**SOURCE EXTRACT:**
Sources elsewhere gave NUN a 19.5 rating, but I came up with 19.7 rounding up.  THE FLYING NUN had a higher high share-wise during the first half, but after Christmas came a lower low than F TROOP had in either half of the previous season (30.7 and 31.8 respectively), finishing below a 30 share for the second half.

First, the season as a whole for each:

1966-67 F TROOP 19.24 rating/31.3 share (39th) 10.61 million HH

1967-68 FLYING NUN 19.66 rating/31.9 share (34th) 11.02 million HH

THE FLYING NUN also had the handicap of a weaker lead-in, as BATMAN utterly collapsed in front of it in 1967-68, totaling 246.1 for the season's first 16 weeks for a 15.4 average rating, losing nearly a quarter of its second half (20.2) audience from the previous season.  

So why do I say the improvement was temporary?  Because THE FLYING NUN was, like F TROOP a season earlier, a tale of two halves.  Only this time, the inverse of F TROOP's showing:

First half of 1967-68: 303.9 rating in 15 shows (20.2) 504.9 total share (33.7).

Second half of 1967-68: 246.8 in 13 shows (19.0) 387.7 total share (29.8).

NUN did have 10 weekly wins over BOONE to F TROOP's 9, but only one of those wins for FLYING NUN came after Dec. 14th.   By contrast, F TROOP won the entire hour for the final month of the previous season. 

Taking each entire season into account, THE FLYING NUN did slightly improve the ratings and cut into BOONE's audience--thanks to the first half.  It is debatable whether ABC was well served in the long run by the switch.  By the 1967-68 season's end, the number of households tuning into NUN (10.75 million) was 450,000 below F TROOP's second half average for 1966-67.  BEWITCHED also performed better with F TROOP in front of it (24.7) than in either half of the following season (23.6 and 23.4 respectively) with NUN as a lead-in.

**JOB:**
Resume the ratings comparison of The Flying Nun and F Troop, picking up right after its last sentence. You will not need the data that comes next.

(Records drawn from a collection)
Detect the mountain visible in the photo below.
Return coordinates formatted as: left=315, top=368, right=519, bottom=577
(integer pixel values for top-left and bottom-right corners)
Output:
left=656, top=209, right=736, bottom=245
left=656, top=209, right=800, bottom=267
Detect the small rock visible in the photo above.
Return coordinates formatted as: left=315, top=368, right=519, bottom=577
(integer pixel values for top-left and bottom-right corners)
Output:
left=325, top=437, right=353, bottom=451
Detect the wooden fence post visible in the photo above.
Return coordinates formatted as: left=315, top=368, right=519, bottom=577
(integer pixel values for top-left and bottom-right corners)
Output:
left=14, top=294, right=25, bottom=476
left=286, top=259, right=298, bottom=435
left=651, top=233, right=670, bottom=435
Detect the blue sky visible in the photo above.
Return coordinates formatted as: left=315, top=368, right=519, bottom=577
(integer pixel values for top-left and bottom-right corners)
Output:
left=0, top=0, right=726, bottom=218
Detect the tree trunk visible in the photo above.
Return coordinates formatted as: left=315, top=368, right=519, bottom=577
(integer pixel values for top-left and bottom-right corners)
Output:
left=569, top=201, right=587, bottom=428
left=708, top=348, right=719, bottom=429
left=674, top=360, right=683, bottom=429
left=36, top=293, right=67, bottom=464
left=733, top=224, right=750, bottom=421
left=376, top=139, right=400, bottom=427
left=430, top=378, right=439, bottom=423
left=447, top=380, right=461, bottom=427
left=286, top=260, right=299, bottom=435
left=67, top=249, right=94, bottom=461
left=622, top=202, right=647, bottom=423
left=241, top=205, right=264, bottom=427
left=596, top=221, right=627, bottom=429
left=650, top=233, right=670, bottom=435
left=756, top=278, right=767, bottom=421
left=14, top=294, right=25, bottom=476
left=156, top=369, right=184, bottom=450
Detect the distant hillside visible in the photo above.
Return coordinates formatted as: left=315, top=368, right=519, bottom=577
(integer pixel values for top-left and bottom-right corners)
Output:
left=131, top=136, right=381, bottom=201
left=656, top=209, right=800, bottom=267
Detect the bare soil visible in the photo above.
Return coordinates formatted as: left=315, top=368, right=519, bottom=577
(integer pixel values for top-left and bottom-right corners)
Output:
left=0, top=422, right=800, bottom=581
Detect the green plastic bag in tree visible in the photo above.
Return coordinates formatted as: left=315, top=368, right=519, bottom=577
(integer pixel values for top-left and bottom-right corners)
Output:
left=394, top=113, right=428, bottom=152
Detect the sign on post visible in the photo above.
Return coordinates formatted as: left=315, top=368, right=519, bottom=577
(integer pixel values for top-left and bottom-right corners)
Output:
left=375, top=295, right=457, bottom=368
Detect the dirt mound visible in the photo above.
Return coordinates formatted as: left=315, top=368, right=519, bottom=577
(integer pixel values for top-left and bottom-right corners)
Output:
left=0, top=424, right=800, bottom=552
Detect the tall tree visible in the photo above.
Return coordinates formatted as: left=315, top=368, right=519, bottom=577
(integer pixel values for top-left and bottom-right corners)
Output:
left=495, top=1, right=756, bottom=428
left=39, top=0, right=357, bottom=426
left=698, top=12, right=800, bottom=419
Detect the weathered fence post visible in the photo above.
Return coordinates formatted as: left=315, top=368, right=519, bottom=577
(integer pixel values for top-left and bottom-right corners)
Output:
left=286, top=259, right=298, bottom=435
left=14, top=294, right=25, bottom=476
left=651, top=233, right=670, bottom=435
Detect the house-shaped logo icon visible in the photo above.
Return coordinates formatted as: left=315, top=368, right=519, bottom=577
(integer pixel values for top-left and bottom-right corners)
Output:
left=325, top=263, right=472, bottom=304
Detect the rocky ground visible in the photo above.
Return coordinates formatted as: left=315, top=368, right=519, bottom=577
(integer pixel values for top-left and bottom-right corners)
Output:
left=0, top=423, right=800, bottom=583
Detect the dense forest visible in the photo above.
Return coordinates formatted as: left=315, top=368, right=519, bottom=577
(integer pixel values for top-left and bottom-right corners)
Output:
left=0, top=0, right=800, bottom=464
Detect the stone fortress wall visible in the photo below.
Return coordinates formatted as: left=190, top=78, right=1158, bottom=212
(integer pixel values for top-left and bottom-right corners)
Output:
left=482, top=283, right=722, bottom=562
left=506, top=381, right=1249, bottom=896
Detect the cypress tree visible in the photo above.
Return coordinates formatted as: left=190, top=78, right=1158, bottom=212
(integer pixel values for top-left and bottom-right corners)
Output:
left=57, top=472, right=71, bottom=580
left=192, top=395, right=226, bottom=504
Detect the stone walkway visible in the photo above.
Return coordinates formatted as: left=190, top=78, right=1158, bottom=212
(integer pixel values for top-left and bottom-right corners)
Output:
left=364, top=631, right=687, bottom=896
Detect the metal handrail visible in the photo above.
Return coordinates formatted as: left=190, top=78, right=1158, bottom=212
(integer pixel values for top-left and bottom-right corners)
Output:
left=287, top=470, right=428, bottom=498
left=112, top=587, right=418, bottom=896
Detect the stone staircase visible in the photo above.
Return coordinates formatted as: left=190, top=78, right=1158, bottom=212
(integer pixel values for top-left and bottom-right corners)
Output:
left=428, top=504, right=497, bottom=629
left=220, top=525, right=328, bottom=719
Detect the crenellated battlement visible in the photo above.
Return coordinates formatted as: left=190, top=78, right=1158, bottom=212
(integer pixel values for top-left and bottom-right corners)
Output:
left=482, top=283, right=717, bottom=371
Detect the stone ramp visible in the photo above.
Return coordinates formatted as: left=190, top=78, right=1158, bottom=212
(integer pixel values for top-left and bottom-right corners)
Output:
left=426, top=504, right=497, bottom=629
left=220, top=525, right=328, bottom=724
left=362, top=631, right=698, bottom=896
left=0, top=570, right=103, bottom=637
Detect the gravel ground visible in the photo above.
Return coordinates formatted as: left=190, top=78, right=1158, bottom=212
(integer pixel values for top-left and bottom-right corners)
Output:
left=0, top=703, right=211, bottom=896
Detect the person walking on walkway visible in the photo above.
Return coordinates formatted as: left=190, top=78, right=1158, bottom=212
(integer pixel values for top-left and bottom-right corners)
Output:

**RESPONSE TO THIS EXERCISE:**
While F TROOP had a similar dip to NUN in the second half of its first season (20.9 to 19.9 opposite RED SKELTON) it reversed this in season two, regaining all of its 1965-66 audience by the Spring of 1967.  In its second season, THE FLYING NUN continued declining, sliding to a 16.9 rating (456.9 in 27 shows, 9.8 million households) and well out of the top 50 (51st place KRAFT MUSIC HALL averaged a 18.0, that's as far as any ratings I could locate went) with 9.8 million households per week.  Perception of THE FLYING NUN's success was shaped by its first three months on the air--the next two and a half seasons demonstrated a fall arguably faster and farther than BATMAN's.  With the benefit of long-term hindsight it appears that THE FLYING NUN maintained positive momentum of the prior half-season from F TROOP (20.3 for the latter in early 1967 to 20.2 for the former in Fall 1967, not much difference) for only a few months and then the bloom fell off the rose.  

F TROOP versus its peers--was it really that disappointing in 1966-67?

Peers being the 1965-66 sitcom class that returned for 1966-67.

F TROOP went from 37th (20.4) to 39th (19.2);

HOGAN'S HEROES went from 9th (24.9) to 17th (21.8); 

GET SMART from 12th (24.5) to 22nd (21.0); 

I DREAM OF JEANNIE from 27th (21.8) to 41st (19.0); 

GREEN ACRES 11th (24.6) to 6th (24.6), the only one to move up in the rankings in Season 2, but the rating was identical to the year before.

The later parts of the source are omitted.